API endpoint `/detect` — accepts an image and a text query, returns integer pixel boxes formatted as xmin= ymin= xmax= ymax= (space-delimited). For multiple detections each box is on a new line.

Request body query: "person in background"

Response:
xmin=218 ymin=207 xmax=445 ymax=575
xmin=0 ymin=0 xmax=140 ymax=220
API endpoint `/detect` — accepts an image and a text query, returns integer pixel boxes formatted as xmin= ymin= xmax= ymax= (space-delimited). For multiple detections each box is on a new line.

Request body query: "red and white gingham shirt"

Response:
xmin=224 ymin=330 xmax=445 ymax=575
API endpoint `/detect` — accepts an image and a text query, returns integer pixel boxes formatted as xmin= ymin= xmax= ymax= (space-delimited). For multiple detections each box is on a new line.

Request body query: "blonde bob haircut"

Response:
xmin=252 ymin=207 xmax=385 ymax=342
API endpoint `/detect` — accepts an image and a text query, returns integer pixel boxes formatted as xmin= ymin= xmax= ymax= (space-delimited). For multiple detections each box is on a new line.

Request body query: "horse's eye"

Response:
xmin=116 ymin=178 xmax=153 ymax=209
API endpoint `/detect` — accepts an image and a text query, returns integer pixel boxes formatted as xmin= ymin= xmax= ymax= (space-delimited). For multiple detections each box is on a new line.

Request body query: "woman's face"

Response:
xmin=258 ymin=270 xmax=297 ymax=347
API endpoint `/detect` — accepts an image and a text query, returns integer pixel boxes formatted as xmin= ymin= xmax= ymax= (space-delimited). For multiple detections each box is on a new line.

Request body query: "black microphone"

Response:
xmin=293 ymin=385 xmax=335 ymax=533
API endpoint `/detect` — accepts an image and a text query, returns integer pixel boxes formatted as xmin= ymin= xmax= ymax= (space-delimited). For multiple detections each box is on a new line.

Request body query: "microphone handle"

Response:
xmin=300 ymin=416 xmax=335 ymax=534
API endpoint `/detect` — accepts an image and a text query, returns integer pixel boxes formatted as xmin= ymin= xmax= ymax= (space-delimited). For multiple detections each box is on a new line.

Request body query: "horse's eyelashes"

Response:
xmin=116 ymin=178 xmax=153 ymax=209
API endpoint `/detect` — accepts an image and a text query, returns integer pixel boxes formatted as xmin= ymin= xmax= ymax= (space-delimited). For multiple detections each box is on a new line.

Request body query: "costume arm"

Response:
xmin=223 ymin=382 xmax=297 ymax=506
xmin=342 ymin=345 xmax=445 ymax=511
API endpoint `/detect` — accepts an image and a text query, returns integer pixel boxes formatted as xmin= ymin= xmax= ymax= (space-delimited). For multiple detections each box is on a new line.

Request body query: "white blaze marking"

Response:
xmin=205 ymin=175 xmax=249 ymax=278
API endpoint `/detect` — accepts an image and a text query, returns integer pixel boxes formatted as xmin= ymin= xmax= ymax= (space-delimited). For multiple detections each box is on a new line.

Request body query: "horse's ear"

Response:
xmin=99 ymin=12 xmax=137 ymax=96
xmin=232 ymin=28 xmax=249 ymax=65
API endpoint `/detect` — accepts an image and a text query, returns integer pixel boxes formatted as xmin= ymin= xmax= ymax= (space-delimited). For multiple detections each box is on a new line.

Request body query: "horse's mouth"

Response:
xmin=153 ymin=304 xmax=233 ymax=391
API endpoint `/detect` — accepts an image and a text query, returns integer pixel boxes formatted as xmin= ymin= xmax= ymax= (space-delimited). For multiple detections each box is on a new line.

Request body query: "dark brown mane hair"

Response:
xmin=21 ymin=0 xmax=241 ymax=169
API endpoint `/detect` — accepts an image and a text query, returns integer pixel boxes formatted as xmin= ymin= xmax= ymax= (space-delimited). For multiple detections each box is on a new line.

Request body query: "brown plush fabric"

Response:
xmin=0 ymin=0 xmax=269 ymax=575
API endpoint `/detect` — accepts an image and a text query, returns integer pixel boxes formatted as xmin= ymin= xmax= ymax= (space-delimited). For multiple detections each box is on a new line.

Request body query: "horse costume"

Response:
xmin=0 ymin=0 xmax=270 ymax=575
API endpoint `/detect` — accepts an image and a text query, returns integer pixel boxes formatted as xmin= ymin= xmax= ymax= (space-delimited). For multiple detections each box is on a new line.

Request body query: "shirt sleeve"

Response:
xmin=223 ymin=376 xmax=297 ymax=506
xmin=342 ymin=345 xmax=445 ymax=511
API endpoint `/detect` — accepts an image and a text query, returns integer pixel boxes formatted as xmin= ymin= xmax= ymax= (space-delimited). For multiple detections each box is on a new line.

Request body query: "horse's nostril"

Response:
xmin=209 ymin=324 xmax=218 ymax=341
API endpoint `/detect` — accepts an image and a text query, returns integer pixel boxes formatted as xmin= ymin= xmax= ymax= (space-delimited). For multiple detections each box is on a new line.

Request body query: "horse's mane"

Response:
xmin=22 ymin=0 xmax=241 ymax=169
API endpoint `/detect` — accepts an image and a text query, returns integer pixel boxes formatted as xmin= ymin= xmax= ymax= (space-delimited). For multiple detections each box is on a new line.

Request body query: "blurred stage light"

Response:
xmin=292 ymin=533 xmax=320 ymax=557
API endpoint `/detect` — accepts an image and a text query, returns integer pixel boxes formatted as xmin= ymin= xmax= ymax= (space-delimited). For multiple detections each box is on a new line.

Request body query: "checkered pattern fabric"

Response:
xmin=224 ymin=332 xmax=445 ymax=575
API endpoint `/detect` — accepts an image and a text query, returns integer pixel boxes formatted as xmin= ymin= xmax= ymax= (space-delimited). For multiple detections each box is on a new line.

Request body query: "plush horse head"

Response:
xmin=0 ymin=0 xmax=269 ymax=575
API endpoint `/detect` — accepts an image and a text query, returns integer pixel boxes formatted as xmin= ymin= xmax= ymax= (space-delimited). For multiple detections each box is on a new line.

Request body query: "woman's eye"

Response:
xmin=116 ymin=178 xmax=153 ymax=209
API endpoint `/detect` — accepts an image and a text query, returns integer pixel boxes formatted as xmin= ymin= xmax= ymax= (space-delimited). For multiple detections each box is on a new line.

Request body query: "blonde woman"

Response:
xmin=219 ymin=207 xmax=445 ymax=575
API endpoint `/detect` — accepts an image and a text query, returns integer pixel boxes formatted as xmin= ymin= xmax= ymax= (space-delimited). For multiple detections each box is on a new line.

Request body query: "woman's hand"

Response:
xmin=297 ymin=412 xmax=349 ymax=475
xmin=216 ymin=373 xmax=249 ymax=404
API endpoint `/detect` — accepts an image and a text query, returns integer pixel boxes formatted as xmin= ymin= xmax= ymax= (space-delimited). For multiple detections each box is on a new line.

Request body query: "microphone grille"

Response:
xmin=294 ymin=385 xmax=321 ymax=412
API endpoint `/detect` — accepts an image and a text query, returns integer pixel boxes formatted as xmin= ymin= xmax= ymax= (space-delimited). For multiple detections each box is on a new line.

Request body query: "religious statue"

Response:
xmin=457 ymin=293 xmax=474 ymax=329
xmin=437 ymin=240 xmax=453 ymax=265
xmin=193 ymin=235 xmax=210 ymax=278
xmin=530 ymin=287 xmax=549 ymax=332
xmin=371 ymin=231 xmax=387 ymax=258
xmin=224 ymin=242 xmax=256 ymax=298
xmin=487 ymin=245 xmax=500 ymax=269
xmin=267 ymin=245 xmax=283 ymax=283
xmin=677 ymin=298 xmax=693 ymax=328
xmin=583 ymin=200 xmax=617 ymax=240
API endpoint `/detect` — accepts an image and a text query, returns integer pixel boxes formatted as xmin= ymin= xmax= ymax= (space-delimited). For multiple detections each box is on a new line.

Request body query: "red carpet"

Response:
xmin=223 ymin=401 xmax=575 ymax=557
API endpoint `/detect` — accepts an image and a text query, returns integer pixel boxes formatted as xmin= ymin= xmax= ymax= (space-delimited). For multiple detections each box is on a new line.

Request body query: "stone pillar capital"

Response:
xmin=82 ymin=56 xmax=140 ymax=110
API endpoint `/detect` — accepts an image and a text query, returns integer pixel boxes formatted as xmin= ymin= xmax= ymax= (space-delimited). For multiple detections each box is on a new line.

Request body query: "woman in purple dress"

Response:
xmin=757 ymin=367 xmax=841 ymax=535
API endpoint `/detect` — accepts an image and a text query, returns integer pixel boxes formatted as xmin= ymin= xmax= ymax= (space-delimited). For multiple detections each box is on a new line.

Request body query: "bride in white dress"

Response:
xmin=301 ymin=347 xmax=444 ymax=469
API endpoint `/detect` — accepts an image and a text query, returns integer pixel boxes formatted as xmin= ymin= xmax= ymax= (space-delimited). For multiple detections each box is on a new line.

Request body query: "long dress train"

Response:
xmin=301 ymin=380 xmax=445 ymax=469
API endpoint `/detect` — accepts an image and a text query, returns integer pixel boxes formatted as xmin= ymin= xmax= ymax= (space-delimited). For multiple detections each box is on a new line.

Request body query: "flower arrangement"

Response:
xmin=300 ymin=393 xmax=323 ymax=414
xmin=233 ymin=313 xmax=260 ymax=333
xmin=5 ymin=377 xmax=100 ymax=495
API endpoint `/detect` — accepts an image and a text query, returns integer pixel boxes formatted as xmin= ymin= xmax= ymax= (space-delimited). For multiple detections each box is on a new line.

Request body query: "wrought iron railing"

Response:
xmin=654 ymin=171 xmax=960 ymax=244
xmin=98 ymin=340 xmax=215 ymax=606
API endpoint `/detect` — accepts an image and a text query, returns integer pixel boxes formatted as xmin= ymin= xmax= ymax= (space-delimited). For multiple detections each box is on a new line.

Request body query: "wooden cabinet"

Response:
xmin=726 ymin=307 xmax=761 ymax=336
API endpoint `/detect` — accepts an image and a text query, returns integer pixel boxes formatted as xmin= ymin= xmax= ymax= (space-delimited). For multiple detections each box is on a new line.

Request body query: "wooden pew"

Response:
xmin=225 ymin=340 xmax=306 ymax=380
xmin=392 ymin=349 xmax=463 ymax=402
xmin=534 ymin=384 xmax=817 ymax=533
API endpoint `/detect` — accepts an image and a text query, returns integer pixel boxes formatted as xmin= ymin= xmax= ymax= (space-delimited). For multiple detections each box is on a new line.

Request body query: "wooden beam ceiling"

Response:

▶ [Given instruction] Reproduce the listing above verbatim, from its first line through the line containing "xmin=258 ymin=270 xmax=297 ymax=347", both included.

▶ [The response]
API endpoint `/detect` — accepts an image and a text query, returns integer pixel boxes formatted as xmin= ymin= xmax= ymax= (space-delimited). For multiple detections each box is on a new line.

Request body query: "person in background"

Response:
xmin=218 ymin=207 xmax=445 ymax=575
xmin=0 ymin=0 xmax=140 ymax=220
API endpoint `/detect` — accepts an image and a text query, returns integer pixel boxes formatted as xmin= ymin= xmax= ymax= (space-delimited). For multiple detections each box is on a new line.

Request body query: "red and white gingham shirt"

Response:
xmin=224 ymin=330 xmax=445 ymax=575
API endpoint `/detect` — accepts an image and a text query, returns integer pixel boxes formatted as xmin= ymin= xmax= ymax= (space-delimited). For multiple detections each box is on a new line.

Request body query: "blonde bob haircut"

Response:
xmin=252 ymin=207 xmax=385 ymax=342
API endpoint `/detect` — accepts an image and a text query, returns integer pixel boxes formatted as xmin= ymin= xmax= ymax= (space-delimited). For multiple detections each box is on a new line.

Request body query: "horse's eye"

Response:
xmin=116 ymin=178 xmax=153 ymax=209
API endpoint `/detect` — accepts an image and a text query, returns integer pixel boxes formatted as xmin= ymin= xmax= ymax= (space-delimited). For multiple detections each box is on a new line.

Request body query: "woman's face"

Response:
xmin=258 ymin=270 xmax=297 ymax=347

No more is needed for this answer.